In the forum thread about HBase filter lists, which filter does the poster use, and which comparator is passed into it?

##### Source

Re: Hierarchy of filters and filters list

Posted by Shahab Yunus <sh...@gmail.com>.
I don't have a unit test for HBase right now. If you can provide me a
sample or directions, then I can try.

Regards,
Shahab

On Tue, Nov 18, 2014 at 11:24 AM, Ted Yu <yu...@gmail.com> wrote:

> Are you able to reproduce this using a unit test ?
>
> I will take a closer look.
>
> Thanks
>
> On Nov 18, 2014, at 8:06 AM, Shahab Yunus <sh...@gmail.com> wrote:
>
> > You mean if used independently? Yes, they do.
> >
> > Regards,
> > Shahab
> >
> > On Tue, Nov 18, 2014 at 10:51 AM, Ted Yu <yu...@gmail.com> wrote:
> >
> >> Have you verified that at least one of the following (when used alone)
> >> returns data ?
> >> (A and B), (B and C), (D and E)
> >>
> >> Thanks
> >>
> >> On Mon, Nov 17, 2014 at 9:27 PM, Shahab Yunus <sh...@gmail.com>
> >> wrote:
> >>
> >>> Missed couple of things.
> >>>
> >>> 1- I am using SingleColumnValueFilter and the comparator
> >>> is BinaryComparator which is passed into it.
> >>>
> >>> 2- CDH 5.1.0
> >>> (Hbase is 0.98.1-cdh5.1.0)
> >>>
> >>> Regards,
> >>> Shahab
> >>>
> >>> On Tue, Nov 18, 2014 at 12:22 AM, Shahab Yunus <shahab.yunus@gmail.com
> >
> >>> wrote:
> >>>
> >>>> Hi,
> >>>>
> >>>> I have data where each row has start and end time stored in UTC
> (long).
> >>>> The table is created through Phoenix and the columns have type
> >>>> UNSIGNED_DATE (which according to Phoenix docs
> >>>> <http://phoenix.apache.org/language/datatypes.html#unsigned_date_type
> >
> >>>> does Hbase.toBytes(long) underneath for 8 bye long). I am storing data
> >> in
> >>>> this table using regular Bytes.toBytes from HBase api as well.
> >>>>
> >>>> Now I want to query data given a time range, and get all rows lying
> >>> within
> >>>> or overlapping the search range. Pretty standard scenario.
> >>>>
> >>>> For this I create a set of filtersList. A hierarchy of filtersList and
> >>>> filters in fact.
> >>>>
> >>>> If search criteria timerange  is denoted by *sd* and *ed*
> >>>>
> >>>> And each row's date columns are denoted as *s* and *e* (signifying
> >> start
> >>>> and end datetimes.)
> >>>>
> >>>> These 4 filterLists are created as per logic given below....
> >>>>
> >>>> filterListLeft (must past all)= This further contains 2 filters= (sd<=
> >> s
> >>>> and ed>=s)
> >>>>
> >>>> filterListRight (must past all)=This further contains 2 filters= (sd<=
> >> e
> >>>> and ed>=e)

##########
##### Entries supplied

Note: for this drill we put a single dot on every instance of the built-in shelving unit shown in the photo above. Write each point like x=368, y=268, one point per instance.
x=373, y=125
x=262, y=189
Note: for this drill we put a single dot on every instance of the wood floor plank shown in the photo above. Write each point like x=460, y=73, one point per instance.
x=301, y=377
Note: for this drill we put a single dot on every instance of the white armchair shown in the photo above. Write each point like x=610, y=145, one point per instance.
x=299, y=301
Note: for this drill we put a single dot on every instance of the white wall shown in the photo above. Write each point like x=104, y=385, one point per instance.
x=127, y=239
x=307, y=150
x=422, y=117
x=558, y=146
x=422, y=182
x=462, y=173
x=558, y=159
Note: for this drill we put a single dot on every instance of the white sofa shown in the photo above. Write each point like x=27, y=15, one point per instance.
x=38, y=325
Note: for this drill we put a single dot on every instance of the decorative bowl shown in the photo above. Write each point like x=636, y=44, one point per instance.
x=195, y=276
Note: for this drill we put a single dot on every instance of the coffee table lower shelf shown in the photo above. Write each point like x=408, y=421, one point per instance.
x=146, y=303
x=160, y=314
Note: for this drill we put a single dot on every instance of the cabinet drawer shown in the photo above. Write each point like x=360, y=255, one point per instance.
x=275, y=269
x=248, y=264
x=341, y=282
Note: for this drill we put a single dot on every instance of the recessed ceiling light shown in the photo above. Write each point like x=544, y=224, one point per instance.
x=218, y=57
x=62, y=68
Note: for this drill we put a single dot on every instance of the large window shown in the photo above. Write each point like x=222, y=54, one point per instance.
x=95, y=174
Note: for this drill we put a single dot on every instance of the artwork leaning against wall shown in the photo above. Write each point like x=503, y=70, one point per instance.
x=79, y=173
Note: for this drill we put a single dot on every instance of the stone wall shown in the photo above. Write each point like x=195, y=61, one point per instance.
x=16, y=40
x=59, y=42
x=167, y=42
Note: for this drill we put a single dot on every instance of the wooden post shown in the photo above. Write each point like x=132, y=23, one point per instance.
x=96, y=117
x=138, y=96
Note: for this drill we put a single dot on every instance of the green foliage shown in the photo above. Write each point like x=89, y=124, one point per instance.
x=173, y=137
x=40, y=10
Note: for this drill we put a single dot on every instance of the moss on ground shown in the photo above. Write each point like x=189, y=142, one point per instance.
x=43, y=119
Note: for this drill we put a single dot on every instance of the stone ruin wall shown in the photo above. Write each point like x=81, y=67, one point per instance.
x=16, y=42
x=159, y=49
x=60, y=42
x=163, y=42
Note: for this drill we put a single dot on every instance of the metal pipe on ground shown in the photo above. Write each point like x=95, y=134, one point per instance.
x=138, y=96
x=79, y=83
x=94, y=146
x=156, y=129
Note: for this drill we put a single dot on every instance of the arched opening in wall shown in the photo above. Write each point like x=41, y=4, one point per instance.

##########
##### Entries supplied

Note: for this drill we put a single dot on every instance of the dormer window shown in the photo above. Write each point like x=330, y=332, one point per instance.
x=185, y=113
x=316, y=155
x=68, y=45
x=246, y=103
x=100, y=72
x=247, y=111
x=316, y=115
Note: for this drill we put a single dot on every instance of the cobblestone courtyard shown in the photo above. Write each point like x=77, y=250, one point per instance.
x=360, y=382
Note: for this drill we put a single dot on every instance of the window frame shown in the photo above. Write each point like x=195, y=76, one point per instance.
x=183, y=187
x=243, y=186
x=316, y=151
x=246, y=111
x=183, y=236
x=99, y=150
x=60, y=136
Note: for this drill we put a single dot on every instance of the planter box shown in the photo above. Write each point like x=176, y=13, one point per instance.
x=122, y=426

##########

● **Correct result**:
The poster uses SingleColumnValueFilter with a BinaryComparator passed into it.